DIRECTION: Update the material below by changing each "Target" to "Label" and keeping everything else the same. Leave the pictures out of your answer.

RECORDS PROVIDED:
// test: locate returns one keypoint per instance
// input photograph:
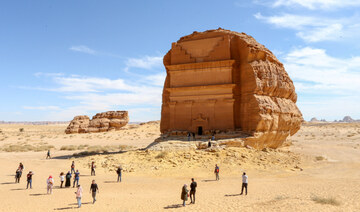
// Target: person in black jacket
(193, 186)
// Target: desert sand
(318, 169)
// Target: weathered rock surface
(101, 122)
(219, 80)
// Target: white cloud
(41, 108)
(317, 4)
(313, 70)
(314, 28)
(83, 49)
(146, 62)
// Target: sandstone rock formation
(219, 80)
(101, 122)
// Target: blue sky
(64, 58)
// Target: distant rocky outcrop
(314, 120)
(101, 122)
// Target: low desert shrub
(324, 200)
(161, 155)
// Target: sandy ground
(322, 162)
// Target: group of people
(185, 192)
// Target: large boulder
(101, 122)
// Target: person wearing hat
(50, 183)
(29, 179)
(79, 195)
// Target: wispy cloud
(83, 49)
(317, 4)
(146, 62)
(314, 28)
(314, 71)
(41, 107)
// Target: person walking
(244, 185)
(73, 167)
(93, 189)
(62, 179)
(184, 194)
(29, 179)
(76, 178)
(93, 168)
(217, 170)
(48, 155)
(17, 175)
(68, 179)
(50, 183)
(118, 171)
(193, 186)
(79, 195)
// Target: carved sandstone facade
(224, 80)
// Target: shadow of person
(208, 180)
(231, 195)
(173, 206)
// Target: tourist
(93, 189)
(79, 195)
(118, 171)
(68, 178)
(193, 136)
(29, 179)
(50, 183)
(17, 175)
(193, 186)
(217, 170)
(73, 167)
(62, 179)
(76, 178)
(48, 155)
(244, 185)
(93, 168)
(184, 194)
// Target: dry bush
(161, 155)
(26, 147)
(320, 158)
(324, 200)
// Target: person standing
(93, 168)
(93, 189)
(73, 167)
(184, 194)
(217, 170)
(29, 179)
(68, 179)
(17, 175)
(193, 186)
(118, 171)
(244, 185)
(50, 183)
(79, 195)
(62, 179)
(76, 178)
(48, 155)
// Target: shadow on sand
(208, 180)
(231, 195)
(173, 206)
(86, 153)
(38, 194)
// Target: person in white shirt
(244, 185)
(50, 183)
(79, 195)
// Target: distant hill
(34, 122)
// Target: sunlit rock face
(225, 81)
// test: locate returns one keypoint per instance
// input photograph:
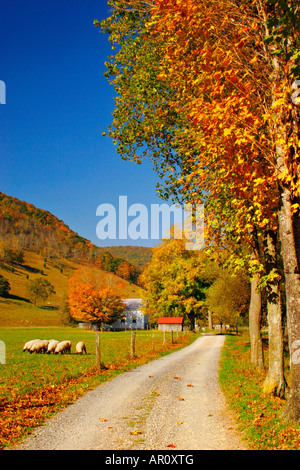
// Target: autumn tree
(175, 282)
(228, 297)
(94, 299)
(230, 68)
(40, 289)
(4, 287)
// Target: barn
(170, 323)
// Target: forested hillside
(139, 256)
(25, 227)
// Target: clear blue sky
(58, 103)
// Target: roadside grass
(259, 416)
(35, 386)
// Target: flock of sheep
(52, 346)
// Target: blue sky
(58, 103)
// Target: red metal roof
(170, 320)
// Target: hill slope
(49, 249)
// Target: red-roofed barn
(170, 323)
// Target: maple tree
(175, 282)
(40, 289)
(94, 300)
(224, 123)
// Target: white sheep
(80, 348)
(28, 345)
(52, 345)
(39, 346)
(63, 347)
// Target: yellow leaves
(136, 433)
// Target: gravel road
(173, 401)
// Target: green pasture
(25, 373)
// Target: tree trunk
(210, 322)
(257, 357)
(98, 352)
(290, 252)
(275, 383)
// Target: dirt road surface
(171, 403)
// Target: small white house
(134, 319)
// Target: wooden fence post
(98, 352)
(132, 344)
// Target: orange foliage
(94, 300)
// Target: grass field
(34, 386)
(259, 415)
(18, 311)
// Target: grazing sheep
(28, 345)
(39, 346)
(80, 348)
(63, 347)
(52, 345)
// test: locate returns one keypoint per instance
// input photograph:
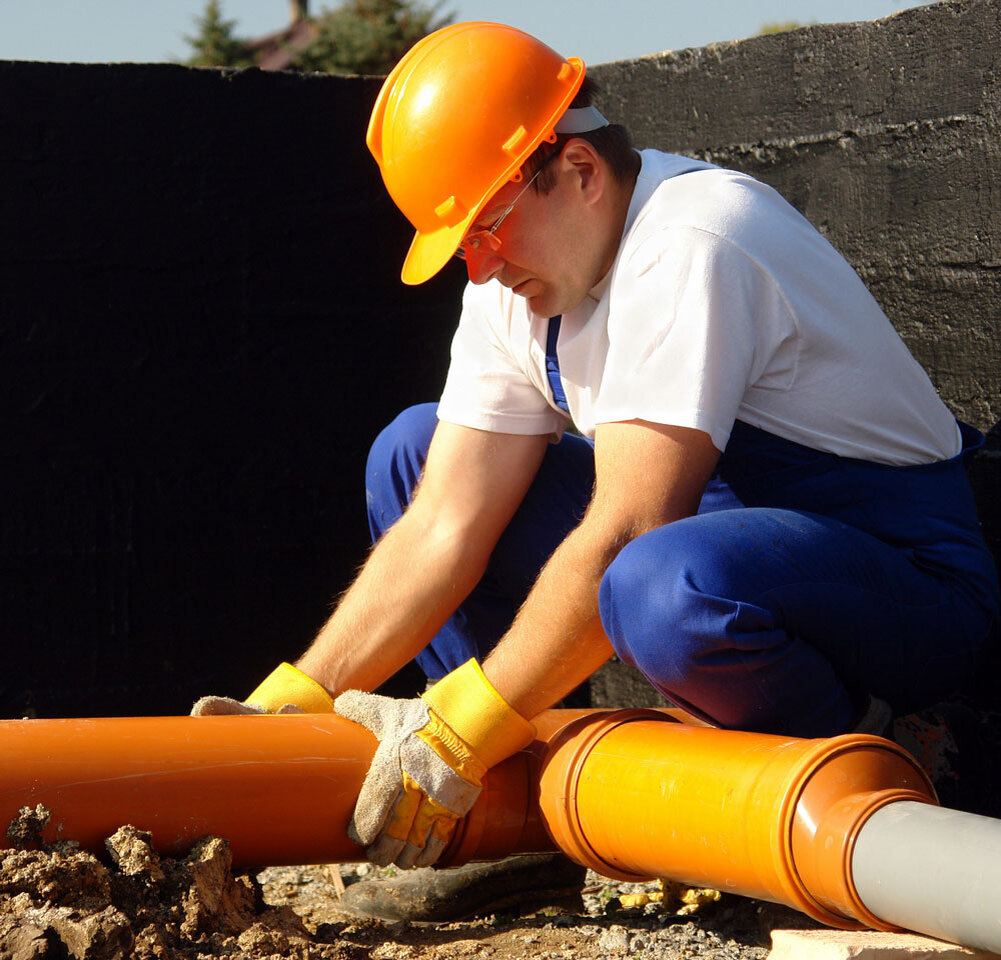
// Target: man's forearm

RESULT BELOW:
// test: locate returns one keypoint per instance
// input photograph:
// Label: person in black jacket
(193, 186)
// Label: desert sand
(318, 169)
// Label: weathered rock surface
(101, 122)
(219, 80)
// Label: white cloud
(41, 108)
(317, 4)
(313, 70)
(314, 28)
(83, 49)
(146, 62)
// Label: sandstone rock formation
(219, 80)
(101, 122)
// Label: blue sky
(64, 58)
// Label: distant rocky outcrop
(314, 120)
(101, 122)
// Label: low desert shrub
(324, 200)
(161, 155)
// Label: sandy ground
(322, 162)
// Label: group of people
(185, 192)
// Label: large boulder
(101, 122)
// Label: person wearing hat
(50, 183)
(29, 179)
(79, 195)
// Label: wispy cloud
(83, 49)
(317, 4)
(146, 62)
(314, 28)
(314, 71)
(41, 107)
// Label: person walking
(244, 185)
(73, 167)
(93, 189)
(62, 179)
(184, 194)
(29, 179)
(76, 178)
(93, 168)
(217, 170)
(48, 155)
(17, 175)
(68, 179)
(50, 183)
(118, 171)
(193, 186)
(79, 195)
// Label: carved sandstone facade
(224, 80)
// Label: shadow of person
(208, 180)
(231, 195)
(173, 206)
// Label: tourist
(93, 189)
(79, 195)
(118, 171)
(68, 178)
(193, 136)
(29, 179)
(50, 183)
(17, 175)
(193, 186)
(217, 170)
(73, 167)
(62, 179)
(76, 178)
(48, 155)
(244, 185)
(93, 168)
(184, 194)
// Label: dry bush
(161, 155)
(26, 147)
(320, 158)
(324, 200)
// Label: person standing
(93, 168)
(93, 189)
(73, 167)
(184, 194)
(217, 170)
(29, 179)
(68, 179)
(17, 175)
(193, 186)
(118, 171)
(244, 185)
(50, 183)
(79, 195)
(62, 179)
(76, 178)
(48, 155)
// Label: shadow on sand
(208, 180)
(231, 195)
(173, 206)
(86, 153)
(38, 194)
// Label: person in white shirt
(244, 185)
(50, 183)
(79, 195)
// Label: distant hill
(34, 122)
// Label: sunlit rock face
(225, 81)
// test: locate returns one keypoint per instance
// input photograph:
// Label: autumn tree
(175, 282)
(228, 297)
(94, 299)
(230, 68)
(40, 289)
(4, 287)
// Label: barn
(170, 323)
// Label: forested hillside
(139, 256)
(25, 227)
// Label: clear blue sky
(58, 103)
// Label: roadside grass
(259, 416)
(35, 386)
// Label: flock of sheep
(52, 346)
// Label: blue sky
(58, 103)
// Label: red metal roof
(170, 320)
// Label: hill slope
(49, 249)
// Label: red-roofed barn
(170, 323)
// Label: maple tree
(175, 282)
(40, 289)
(94, 300)
(224, 123)
// Label: white sheep
(80, 348)
(28, 345)
(52, 345)
(39, 346)
(63, 347)
// Label: yellow leaves
(136, 433)
// Label: gravel road
(173, 401)
// Label: green pasture
(25, 373)
// Label: tree trunk
(210, 322)
(257, 357)
(98, 352)
(290, 252)
(275, 383)
// Label: dirt road surface
(171, 403)
// Label: small white house
(134, 319)
// Label: wooden fence post
(98, 352)
(132, 344)
// Label: orange foliage
(94, 300)
// Label: grass field
(34, 386)
(259, 415)
(18, 311)
// Label: grazing sheep
(28, 345)
(39, 346)
(80, 348)
(63, 347)
(52, 345)
// test: locate returns one keypoint per instance
// input photograph:
// Label: man's forearm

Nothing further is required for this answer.